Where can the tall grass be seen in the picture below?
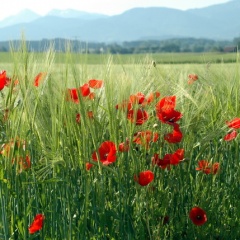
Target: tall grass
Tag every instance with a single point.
(106, 202)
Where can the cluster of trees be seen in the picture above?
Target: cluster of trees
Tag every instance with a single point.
(141, 46)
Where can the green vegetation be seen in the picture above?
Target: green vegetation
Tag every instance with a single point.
(45, 147)
(159, 58)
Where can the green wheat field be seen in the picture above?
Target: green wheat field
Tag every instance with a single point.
(119, 146)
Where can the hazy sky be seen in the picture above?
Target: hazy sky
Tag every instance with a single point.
(109, 7)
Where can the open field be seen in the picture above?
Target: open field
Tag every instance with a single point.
(138, 153)
(163, 58)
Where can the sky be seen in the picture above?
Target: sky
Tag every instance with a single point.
(108, 7)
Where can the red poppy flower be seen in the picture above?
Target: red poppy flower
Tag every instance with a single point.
(192, 78)
(90, 114)
(145, 137)
(139, 117)
(230, 136)
(175, 136)
(91, 95)
(162, 163)
(144, 178)
(207, 168)
(215, 168)
(168, 102)
(94, 83)
(78, 117)
(3, 79)
(39, 78)
(198, 216)
(124, 146)
(235, 123)
(36, 224)
(85, 90)
(106, 153)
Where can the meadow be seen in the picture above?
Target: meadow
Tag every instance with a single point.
(115, 147)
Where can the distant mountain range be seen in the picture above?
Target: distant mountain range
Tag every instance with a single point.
(218, 22)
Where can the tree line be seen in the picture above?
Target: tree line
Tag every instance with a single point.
(133, 47)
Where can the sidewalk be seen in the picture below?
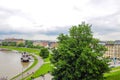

★ ★ ★ ★

_Work order_:
Report back every line of the entries in which "open" occurs.

_Task output_:
Where can the open field be seen in the picture above?
Target: open field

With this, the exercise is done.